## Written problem
Pull out each line in the items that contains the string "wall". Case matters.

***** Data section *****

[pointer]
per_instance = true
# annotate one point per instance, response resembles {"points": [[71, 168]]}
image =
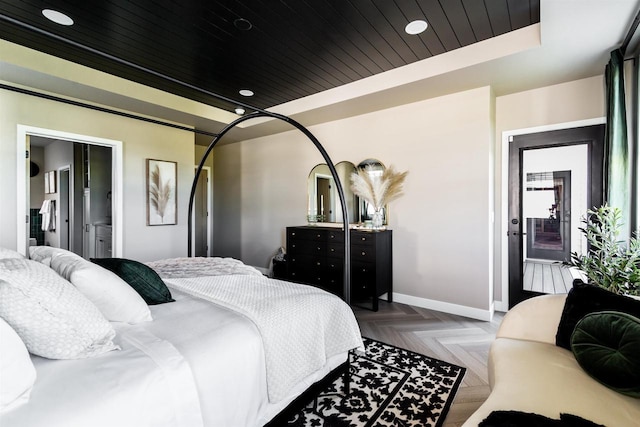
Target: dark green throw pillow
{"points": [[607, 346], [140, 277], [584, 299]]}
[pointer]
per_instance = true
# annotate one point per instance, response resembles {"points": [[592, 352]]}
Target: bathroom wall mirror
{"points": [[375, 168], [324, 202]]}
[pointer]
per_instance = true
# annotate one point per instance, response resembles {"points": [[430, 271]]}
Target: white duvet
{"points": [[197, 364]]}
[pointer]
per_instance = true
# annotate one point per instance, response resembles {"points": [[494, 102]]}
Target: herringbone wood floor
{"points": [[455, 339]]}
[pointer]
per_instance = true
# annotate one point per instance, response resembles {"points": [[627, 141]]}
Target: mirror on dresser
{"points": [[375, 168], [324, 202]]}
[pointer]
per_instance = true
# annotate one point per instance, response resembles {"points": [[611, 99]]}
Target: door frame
{"points": [[70, 205], [209, 216], [503, 303], [22, 181]]}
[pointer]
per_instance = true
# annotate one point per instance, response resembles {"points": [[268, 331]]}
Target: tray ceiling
{"points": [[293, 48]]}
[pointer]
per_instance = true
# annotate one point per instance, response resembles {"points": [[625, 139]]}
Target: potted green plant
{"points": [[610, 263]]}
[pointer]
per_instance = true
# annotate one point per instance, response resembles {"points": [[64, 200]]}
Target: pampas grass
{"points": [[378, 189], [159, 192]]}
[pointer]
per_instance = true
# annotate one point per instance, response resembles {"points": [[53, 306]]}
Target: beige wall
{"points": [[543, 107], [442, 249], [140, 140]]}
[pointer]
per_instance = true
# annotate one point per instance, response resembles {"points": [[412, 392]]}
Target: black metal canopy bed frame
{"points": [[342, 368]]}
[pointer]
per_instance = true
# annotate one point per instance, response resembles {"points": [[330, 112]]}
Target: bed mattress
{"points": [[196, 364]]}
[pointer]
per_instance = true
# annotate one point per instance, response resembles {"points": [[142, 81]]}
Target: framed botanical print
{"points": [[162, 194]]}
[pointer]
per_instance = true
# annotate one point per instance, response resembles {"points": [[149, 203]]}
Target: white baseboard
{"points": [[445, 307], [501, 306]]}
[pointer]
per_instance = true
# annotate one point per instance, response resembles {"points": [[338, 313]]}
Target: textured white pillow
{"points": [[43, 254], [9, 253], [50, 315], [16, 369], [117, 301]]}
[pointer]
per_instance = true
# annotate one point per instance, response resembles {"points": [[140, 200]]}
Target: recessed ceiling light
{"points": [[242, 24], [416, 27], [57, 17]]}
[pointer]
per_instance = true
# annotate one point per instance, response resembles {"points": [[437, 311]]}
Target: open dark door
{"points": [[554, 177]]}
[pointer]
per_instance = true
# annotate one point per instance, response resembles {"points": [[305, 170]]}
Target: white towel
{"points": [[48, 215]]}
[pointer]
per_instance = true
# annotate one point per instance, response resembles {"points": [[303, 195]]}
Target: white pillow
{"points": [[16, 369], [117, 301], [43, 254], [50, 315], [9, 253]]}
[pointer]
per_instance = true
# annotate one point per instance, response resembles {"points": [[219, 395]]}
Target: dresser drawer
{"points": [[306, 234], [336, 235], [307, 247], [363, 279], [363, 238], [363, 253], [305, 267], [335, 250]]}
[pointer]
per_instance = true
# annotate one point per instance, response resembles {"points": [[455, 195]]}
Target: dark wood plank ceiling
{"points": [[294, 48]]}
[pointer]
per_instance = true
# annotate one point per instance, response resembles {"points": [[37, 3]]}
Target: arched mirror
{"points": [[375, 168], [324, 202]]}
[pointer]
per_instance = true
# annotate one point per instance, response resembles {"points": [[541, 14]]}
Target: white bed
{"points": [[199, 362]]}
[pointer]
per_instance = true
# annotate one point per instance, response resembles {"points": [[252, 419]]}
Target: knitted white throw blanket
{"points": [[301, 326]]}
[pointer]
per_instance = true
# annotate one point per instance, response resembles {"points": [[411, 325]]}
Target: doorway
{"points": [[64, 203], [554, 177], [202, 218], [114, 148]]}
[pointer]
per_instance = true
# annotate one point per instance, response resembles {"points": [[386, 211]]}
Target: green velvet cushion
{"points": [[140, 277], [606, 344]]}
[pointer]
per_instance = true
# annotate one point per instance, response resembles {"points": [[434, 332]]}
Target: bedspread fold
{"points": [[322, 324]]}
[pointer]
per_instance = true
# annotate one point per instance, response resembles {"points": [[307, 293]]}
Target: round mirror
{"points": [[324, 201], [375, 168]]}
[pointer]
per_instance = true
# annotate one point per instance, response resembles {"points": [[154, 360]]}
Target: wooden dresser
{"points": [[315, 256]]}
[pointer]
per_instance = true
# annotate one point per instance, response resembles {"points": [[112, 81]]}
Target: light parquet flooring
{"points": [[455, 339]]}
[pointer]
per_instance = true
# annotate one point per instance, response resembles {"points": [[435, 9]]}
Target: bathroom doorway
{"points": [[66, 161]]}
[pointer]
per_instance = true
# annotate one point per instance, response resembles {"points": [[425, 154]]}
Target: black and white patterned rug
{"points": [[390, 386]]}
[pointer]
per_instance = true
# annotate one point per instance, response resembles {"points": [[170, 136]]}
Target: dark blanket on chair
{"points": [[524, 419]]}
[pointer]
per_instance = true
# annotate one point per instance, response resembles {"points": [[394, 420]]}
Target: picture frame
{"points": [[162, 194]]}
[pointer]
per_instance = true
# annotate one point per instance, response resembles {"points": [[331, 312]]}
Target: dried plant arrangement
{"points": [[378, 189], [160, 192]]}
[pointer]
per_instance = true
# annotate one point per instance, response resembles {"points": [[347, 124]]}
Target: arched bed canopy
{"points": [[257, 113], [334, 174]]}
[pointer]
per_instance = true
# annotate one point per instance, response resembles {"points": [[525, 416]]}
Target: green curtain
{"points": [[617, 174]]}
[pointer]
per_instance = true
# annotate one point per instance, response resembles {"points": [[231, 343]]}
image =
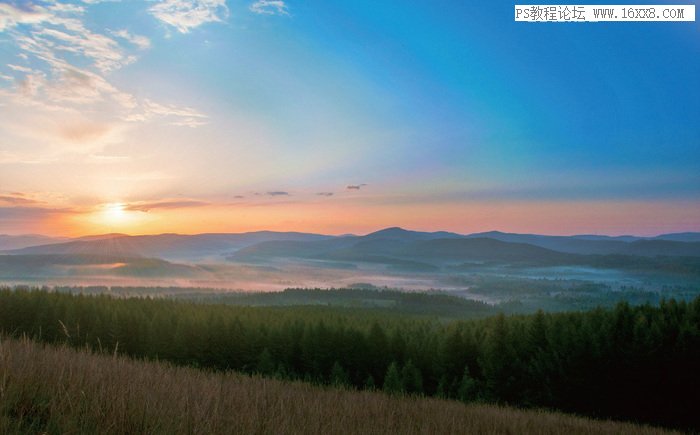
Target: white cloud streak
{"points": [[61, 80], [269, 7], [185, 15]]}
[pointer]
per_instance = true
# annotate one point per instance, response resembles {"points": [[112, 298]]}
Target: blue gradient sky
{"points": [[445, 114]]}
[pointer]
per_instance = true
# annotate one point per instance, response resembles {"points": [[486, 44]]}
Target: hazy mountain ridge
{"points": [[392, 249]]}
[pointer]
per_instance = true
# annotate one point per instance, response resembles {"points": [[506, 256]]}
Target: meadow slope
{"points": [[61, 390]]}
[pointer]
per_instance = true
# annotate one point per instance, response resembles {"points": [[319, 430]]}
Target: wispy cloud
{"points": [[355, 186], [11, 16], [17, 199], [185, 15], [60, 79], [148, 206], [140, 41], [269, 7]]}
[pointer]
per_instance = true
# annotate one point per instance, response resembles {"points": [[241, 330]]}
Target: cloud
{"points": [[140, 41], [355, 186], [148, 206], [11, 16], [23, 215], [269, 7], [62, 81], [185, 15], [17, 199]]}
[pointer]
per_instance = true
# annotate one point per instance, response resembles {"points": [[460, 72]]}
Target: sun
{"points": [[115, 214]]}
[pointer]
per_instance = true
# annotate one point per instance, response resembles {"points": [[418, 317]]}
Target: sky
{"points": [[195, 116]]}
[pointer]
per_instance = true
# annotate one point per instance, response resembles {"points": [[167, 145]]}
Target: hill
{"points": [[59, 390], [167, 246]]}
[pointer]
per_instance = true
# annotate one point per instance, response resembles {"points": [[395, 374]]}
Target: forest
{"points": [[635, 363]]}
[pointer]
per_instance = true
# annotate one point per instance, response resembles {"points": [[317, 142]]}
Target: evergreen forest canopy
{"points": [[630, 362]]}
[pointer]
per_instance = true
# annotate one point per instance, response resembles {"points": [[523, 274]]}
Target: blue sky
{"points": [[441, 107]]}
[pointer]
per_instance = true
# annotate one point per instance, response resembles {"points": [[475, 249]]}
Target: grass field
{"points": [[46, 389]]}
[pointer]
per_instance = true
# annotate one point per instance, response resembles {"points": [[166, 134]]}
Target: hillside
{"points": [[59, 390]]}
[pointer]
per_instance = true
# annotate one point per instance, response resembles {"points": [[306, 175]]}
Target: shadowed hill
{"points": [[50, 389]]}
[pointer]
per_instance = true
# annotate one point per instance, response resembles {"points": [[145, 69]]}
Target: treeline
{"points": [[636, 363]]}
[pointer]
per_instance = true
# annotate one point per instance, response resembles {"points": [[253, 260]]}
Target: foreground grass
{"points": [[61, 390]]}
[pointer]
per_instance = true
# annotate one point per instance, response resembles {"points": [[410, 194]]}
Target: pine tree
{"points": [[392, 380]]}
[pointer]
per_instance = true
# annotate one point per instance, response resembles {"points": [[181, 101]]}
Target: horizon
{"points": [[122, 234], [194, 116]]}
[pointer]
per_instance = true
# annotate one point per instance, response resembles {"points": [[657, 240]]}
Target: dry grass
{"points": [[60, 390]]}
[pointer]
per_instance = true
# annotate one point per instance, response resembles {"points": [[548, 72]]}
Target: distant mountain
{"points": [[405, 250], [167, 246], [21, 267], [599, 245], [23, 241], [680, 237], [396, 233]]}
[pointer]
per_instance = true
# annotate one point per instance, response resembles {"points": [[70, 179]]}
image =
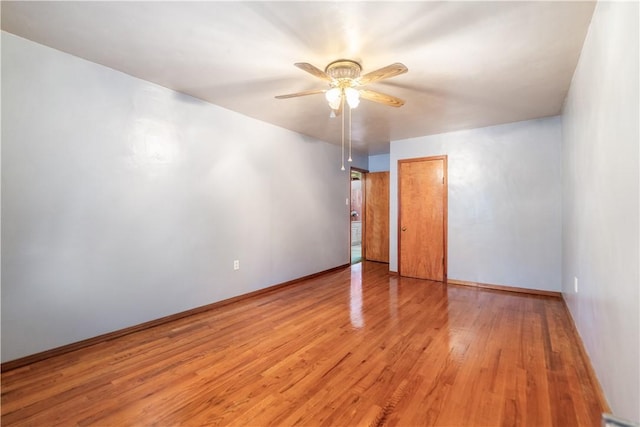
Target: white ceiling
{"points": [[471, 64]]}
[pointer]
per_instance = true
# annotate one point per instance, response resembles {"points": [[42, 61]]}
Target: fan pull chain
{"points": [[342, 133], [350, 160]]}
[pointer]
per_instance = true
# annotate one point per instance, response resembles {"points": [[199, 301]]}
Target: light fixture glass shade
{"points": [[334, 96], [353, 97]]}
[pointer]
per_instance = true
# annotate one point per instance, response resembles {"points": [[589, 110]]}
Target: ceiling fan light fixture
{"points": [[353, 97], [334, 97]]}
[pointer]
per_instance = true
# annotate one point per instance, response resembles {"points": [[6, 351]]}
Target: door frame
{"points": [[363, 172], [445, 204]]}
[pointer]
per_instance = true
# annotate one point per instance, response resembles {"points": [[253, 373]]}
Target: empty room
{"points": [[354, 213]]}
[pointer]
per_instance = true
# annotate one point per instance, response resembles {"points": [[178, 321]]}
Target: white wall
{"points": [[379, 163], [123, 201], [504, 202], [600, 211]]}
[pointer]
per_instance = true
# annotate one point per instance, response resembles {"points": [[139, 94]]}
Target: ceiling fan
{"points": [[345, 83]]}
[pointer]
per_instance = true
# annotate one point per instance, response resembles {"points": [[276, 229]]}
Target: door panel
{"points": [[422, 195], [377, 214]]}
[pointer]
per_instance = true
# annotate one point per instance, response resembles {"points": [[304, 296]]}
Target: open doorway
{"points": [[357, 215]]}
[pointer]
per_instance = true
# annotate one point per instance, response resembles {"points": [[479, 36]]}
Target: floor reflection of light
{"points": [[393, 300], [355, 299]]}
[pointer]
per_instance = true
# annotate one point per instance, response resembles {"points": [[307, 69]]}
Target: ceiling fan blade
{"points": [[313, 70], [304, 93], [383, 73], [382, 98]]}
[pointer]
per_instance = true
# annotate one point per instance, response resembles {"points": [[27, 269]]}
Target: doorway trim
{"points": [[362, 172], [445, 212]]}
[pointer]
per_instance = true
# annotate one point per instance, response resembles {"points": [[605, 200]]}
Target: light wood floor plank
{"points": [[353, 347]]}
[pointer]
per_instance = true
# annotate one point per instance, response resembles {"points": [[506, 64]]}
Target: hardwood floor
{"points": [[353, 347]]}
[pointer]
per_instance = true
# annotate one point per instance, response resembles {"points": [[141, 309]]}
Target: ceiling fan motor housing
{"points": [[344, 70]]}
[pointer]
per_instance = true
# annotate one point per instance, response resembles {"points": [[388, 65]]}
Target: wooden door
{"points": [[377, 214], [422, 218]]}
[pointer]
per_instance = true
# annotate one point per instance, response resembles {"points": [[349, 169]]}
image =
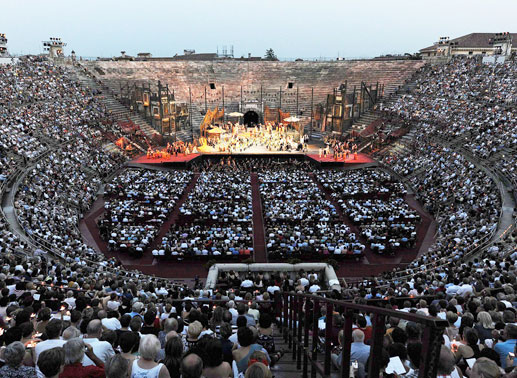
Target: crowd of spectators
{"points": [[215, 219], [373, 200], [298, 220], [81, 316], [137, 203]]}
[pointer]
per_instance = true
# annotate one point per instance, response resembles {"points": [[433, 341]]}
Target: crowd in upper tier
{"points": [[79, 314], [215, 219], [137, 203]]}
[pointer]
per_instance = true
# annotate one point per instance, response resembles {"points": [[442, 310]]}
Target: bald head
{"points": [[191, 366], [171, 335], [94, 328], [170, 324], [358, 336]]}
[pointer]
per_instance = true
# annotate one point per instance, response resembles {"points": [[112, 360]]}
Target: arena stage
{"points": [[313, 155]]}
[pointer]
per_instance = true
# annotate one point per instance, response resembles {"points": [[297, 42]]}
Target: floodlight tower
{"points": [[502, 44], [3, 46], [54, 46]]}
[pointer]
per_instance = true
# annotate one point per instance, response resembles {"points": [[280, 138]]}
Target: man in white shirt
{"points": [[247, 283], [53, 330], [111, 322], [102, 349], [271, 289], [231, 308], [465, 289]]}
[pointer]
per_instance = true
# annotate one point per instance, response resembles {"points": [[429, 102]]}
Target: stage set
{"points": [[260, 141]]}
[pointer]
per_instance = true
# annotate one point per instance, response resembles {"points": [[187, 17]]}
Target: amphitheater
{"points": [[403, 249]]}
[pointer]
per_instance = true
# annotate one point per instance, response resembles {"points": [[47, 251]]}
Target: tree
{"points": [[270, 55]]}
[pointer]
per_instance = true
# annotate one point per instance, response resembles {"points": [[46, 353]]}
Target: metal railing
{"points": [[298, 324]]}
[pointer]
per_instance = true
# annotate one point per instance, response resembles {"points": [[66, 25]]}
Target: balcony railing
{"points": [[298, 322]]}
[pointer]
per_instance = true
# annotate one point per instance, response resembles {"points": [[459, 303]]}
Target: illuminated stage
{"points": [[361, 159], [312, 155]]}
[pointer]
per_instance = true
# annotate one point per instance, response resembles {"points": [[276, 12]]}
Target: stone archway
{"points": [[251, 118]]}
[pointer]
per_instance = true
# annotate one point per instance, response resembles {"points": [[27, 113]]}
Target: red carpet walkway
{"points": [[259, 241], [361, 159], [168, 159]]}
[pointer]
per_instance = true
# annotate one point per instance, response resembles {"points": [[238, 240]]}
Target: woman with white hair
{"points": [[484, 326], [145, 366], [74, 355], [13, 368]]}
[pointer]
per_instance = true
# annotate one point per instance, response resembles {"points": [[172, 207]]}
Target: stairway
{"points": [[118, 111]]}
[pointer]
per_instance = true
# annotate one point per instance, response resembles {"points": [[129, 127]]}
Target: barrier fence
{"points": [[300, 318]]}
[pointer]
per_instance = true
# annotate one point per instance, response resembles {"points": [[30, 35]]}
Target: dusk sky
{"points": [[293, 28]]}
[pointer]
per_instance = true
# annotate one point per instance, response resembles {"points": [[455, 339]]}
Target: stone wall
{"points": [[271, 77]]}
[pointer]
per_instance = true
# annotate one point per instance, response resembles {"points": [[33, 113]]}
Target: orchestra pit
{"points": [[254, 218]]}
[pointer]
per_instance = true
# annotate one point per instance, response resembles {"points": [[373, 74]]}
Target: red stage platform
{"points": [[168, 159], [361, 159]]}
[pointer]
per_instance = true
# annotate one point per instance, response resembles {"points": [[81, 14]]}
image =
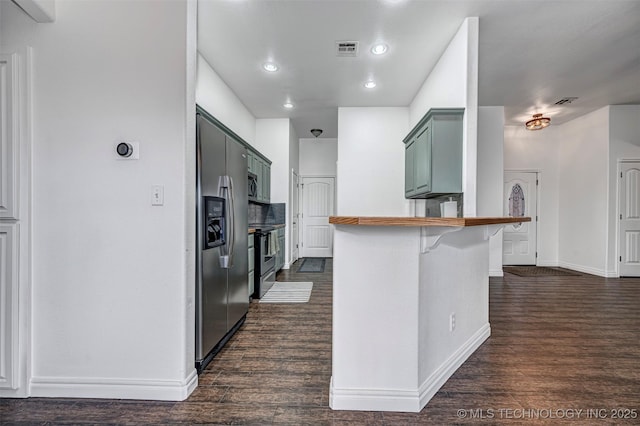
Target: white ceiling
{"points": [[532, 53]]}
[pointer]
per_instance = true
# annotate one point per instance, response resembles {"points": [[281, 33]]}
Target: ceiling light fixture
{"points": [[379, 49], [270, 67], [538, 122]]}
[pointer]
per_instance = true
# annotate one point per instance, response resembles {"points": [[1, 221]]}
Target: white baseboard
{"points": [[96, 387], [587, 270], [496, 273], [412, 400], [438, 378]]}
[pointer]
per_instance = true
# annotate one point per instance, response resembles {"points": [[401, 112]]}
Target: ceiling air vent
{"points": [[566, 100], [347, 48]]}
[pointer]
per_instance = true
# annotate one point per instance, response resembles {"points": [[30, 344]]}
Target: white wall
{"points": [[112, 298], [453, 83], [274, 139], [218, 99], [583, 194], [624, 143], [490, 176], [538, 151], [318, 157], [371, 162], [294, 165]]}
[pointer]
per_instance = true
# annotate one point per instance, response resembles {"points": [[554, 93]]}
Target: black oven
{"points": [[253, 187], [265, 262]]}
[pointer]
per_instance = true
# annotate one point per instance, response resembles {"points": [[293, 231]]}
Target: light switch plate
{"points": [[157, 195]]}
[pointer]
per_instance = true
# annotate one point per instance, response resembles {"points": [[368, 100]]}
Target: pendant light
{"points": [[538, 122]]}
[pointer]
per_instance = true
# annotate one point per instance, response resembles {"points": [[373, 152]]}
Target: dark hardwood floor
{"points": [[558, 345]]}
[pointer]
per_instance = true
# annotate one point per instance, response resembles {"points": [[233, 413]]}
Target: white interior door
{"points": [[318, 195], [295, 213], [629, 237], [520, 200]]}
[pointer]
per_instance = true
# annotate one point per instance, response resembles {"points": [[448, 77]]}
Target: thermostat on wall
{"points": [[127, 150]]}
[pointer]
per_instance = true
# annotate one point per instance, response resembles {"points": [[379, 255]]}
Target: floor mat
{"points": [[312, 264], [539, 271], [285, 292]]}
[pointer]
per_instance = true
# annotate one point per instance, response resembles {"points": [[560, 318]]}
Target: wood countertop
{"points": [[423, 221]]}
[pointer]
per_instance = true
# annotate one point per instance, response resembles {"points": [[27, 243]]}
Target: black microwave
{"points": [[253, 187]]}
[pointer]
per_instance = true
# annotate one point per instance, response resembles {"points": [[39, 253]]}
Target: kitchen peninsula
{"points": [[410, 305]]}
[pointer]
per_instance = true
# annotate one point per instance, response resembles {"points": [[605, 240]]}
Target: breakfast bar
{"points": [[410, 305]]}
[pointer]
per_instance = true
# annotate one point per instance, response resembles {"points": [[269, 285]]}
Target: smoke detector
{"points": [[566, 100], [347, 48]]}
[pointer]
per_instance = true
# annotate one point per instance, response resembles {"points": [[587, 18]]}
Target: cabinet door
{"points": [[423, 160], [409, 168], [266, 173], [257, 164], [281, 240]]}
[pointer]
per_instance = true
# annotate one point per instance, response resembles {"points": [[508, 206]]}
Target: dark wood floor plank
{"points": [[557, 343]]}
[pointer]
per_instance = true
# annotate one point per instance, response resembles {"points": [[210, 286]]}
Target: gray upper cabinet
{"points": [[433, 154], [261, 167]]}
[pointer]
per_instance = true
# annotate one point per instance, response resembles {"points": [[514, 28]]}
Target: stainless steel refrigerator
{"points": [[222, 292]]}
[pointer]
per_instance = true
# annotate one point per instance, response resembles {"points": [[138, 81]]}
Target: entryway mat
{"points": [[288, 292], [312, 264], [539, 271]]}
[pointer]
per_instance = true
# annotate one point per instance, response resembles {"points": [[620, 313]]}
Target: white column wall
{"points": [[218, 99], [453, 83], [371, 162], [318, 157], [583, 194], [112, 294], [491, 176]]}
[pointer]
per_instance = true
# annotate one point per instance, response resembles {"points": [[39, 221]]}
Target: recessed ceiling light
{"points": [[270, 67], [379, 49]]}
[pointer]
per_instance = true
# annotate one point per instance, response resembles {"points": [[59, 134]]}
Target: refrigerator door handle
{"points": [[225, 189], [231, 222]]}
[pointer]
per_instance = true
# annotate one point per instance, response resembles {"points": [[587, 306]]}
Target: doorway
{"points": [[318, 200], [295, 214], [520, 200], [629, 234]]}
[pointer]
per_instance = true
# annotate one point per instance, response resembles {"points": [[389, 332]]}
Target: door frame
{"points": [[301, 203], [538, 202], [21, 318], [618, 238], [295, 214]]}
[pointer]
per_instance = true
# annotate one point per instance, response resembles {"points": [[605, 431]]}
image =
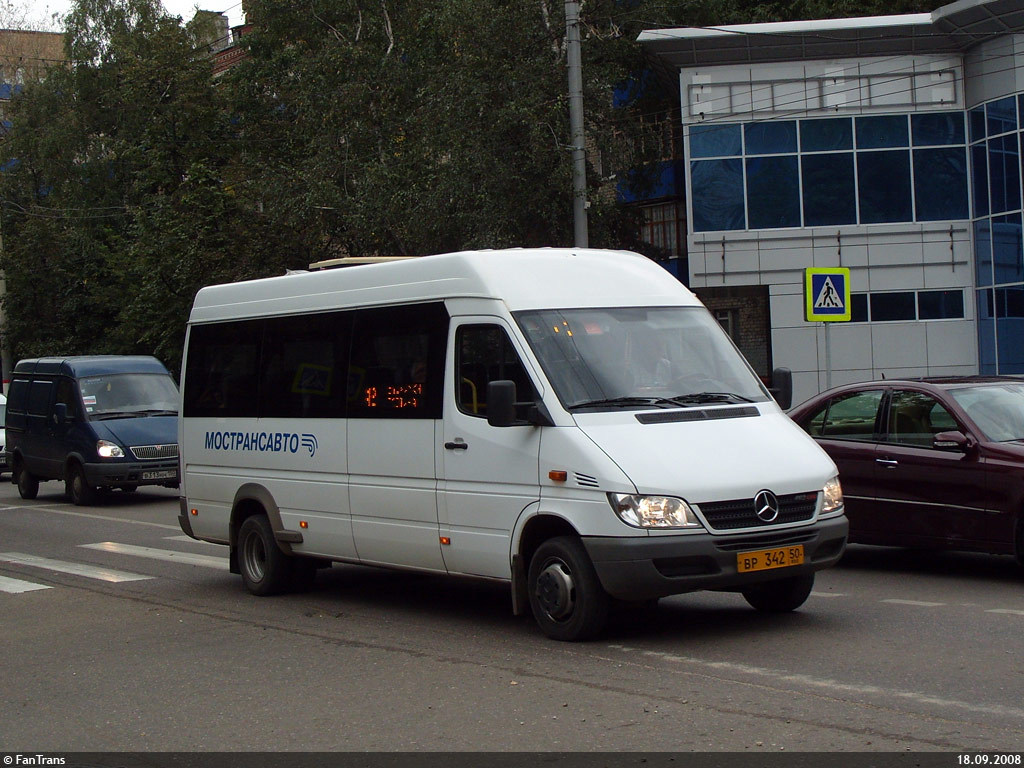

*****

## Reply
Target: bathroom wall mirror
Target: beige wall
Target: white wall
Target: stone wall
Target: white wall
Target: thermostat on wall
Target: white column wall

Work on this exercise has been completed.